What you are asked to do
Could you set down the lines below, from the one containing "Each instance receives one keypoint. Mark the strawberry" through the final line, exactly as written?

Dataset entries
Segment Open
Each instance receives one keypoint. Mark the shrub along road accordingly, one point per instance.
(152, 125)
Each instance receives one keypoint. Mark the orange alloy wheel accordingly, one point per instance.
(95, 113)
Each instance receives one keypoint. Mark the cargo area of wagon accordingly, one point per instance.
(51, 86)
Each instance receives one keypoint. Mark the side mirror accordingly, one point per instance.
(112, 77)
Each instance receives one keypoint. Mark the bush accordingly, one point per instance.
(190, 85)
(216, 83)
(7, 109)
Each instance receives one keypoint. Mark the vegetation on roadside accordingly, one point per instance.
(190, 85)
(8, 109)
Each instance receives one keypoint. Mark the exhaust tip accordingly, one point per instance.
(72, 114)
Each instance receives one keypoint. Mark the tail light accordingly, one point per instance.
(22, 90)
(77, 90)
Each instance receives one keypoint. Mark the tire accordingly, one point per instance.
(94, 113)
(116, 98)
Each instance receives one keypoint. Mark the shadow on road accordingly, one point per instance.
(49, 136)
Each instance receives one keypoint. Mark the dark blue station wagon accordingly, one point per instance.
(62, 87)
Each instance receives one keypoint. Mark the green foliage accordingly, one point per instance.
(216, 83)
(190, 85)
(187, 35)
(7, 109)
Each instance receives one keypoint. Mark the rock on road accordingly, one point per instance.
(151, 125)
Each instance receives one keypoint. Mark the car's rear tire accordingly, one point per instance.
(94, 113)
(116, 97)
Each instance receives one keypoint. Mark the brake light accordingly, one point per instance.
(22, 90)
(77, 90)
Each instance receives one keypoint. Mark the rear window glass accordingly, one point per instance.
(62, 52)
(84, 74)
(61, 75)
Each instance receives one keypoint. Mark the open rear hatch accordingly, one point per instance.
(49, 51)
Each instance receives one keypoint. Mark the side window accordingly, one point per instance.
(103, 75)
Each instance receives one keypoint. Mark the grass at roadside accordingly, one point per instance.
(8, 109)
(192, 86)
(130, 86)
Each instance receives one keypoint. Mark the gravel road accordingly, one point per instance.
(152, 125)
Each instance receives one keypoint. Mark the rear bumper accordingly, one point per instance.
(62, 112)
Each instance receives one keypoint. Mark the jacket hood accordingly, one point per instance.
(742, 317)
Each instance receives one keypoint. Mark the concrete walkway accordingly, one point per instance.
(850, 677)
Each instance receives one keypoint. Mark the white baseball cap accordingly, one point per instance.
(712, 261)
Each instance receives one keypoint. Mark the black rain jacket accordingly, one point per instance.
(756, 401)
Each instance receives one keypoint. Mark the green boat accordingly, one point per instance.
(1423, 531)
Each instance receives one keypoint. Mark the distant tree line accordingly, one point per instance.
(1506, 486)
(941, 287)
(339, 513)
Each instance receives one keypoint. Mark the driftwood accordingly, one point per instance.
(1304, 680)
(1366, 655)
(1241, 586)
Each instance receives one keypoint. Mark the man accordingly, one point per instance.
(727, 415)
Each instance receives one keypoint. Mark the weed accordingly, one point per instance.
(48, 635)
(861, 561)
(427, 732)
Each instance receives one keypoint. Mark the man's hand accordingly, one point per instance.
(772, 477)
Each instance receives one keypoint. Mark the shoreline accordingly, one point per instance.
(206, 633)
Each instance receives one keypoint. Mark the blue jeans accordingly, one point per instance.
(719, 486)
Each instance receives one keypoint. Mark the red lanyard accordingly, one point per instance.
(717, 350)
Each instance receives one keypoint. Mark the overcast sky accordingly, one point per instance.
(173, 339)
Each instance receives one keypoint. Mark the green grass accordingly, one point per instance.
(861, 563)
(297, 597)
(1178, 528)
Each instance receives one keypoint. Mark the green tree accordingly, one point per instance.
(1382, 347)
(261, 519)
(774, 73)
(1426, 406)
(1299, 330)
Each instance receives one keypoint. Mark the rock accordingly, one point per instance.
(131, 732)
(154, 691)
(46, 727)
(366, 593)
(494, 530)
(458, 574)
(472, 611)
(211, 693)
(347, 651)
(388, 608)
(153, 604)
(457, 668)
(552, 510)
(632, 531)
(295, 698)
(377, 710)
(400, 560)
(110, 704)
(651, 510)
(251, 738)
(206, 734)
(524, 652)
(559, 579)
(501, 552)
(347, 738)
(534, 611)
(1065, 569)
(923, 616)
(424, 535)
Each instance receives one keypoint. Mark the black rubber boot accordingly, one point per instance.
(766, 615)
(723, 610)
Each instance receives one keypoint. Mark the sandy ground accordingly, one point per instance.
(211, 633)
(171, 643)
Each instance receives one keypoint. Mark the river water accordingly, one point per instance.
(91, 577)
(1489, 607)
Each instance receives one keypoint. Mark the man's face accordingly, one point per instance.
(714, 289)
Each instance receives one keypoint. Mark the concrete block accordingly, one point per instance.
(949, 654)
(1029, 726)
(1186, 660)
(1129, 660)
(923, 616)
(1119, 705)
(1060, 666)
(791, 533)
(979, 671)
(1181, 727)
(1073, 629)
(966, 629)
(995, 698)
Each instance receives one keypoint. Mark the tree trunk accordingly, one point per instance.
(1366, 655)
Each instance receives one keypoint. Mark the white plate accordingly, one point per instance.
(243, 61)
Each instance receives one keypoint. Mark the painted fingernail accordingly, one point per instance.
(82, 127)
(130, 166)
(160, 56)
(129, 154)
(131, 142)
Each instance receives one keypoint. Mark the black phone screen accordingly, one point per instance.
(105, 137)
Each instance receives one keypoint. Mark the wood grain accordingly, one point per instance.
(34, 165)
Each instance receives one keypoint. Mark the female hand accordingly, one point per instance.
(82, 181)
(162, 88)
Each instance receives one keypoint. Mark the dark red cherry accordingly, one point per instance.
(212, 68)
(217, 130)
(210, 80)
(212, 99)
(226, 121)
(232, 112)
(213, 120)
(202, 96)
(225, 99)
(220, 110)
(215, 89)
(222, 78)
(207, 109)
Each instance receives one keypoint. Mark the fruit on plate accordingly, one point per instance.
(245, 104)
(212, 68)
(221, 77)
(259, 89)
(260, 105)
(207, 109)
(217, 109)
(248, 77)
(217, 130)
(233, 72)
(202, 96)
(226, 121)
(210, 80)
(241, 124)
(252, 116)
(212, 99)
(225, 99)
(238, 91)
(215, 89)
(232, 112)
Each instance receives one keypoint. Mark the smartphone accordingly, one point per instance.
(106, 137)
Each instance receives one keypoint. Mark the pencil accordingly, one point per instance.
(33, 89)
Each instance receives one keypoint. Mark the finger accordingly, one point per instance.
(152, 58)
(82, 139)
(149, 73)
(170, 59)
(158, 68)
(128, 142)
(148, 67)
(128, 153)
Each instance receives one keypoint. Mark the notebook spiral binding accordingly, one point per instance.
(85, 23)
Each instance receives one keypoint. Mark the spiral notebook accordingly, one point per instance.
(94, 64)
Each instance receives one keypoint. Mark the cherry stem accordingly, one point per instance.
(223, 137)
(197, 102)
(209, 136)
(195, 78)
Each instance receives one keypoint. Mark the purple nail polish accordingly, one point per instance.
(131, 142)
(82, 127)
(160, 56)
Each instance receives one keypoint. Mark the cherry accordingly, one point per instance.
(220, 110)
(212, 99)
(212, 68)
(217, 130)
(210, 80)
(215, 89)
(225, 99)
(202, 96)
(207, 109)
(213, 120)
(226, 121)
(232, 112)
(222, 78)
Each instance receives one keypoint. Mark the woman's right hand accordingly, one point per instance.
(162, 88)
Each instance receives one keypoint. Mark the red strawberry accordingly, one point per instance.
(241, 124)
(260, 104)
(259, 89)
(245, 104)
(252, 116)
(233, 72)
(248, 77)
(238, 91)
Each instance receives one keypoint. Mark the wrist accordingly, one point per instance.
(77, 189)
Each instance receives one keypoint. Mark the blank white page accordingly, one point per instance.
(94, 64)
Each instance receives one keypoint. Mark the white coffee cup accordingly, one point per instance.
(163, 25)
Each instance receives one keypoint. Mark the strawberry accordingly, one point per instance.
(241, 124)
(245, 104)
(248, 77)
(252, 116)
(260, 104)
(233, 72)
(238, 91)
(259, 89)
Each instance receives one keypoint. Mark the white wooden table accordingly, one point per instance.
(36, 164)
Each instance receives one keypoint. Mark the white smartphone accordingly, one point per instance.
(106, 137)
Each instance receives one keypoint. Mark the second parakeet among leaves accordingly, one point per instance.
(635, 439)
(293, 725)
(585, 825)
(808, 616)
Segment Closed
Solved exercise
Each instance receives one keypoint. Mark the strawberry accordingly, one point per instance.
(241, 124)
(245, 104)
(248, 77)
(252, 116)
(260, 104)
(233, 72)
(238, 91)
(259, 89)
Each instance receives one keypoint. Mark the white wooden table accordingly, one point per instance.
(36, 164)
Each instance receives one keypoint. Mark the white smartphone accordingly, one point per instance.
(106, 137)
Each instance receives one keypoint. Mark the second parakeet among leaves accordingly, one point per instance.
(635, 439)
(293, 725)
(585, 825)
(808, 616)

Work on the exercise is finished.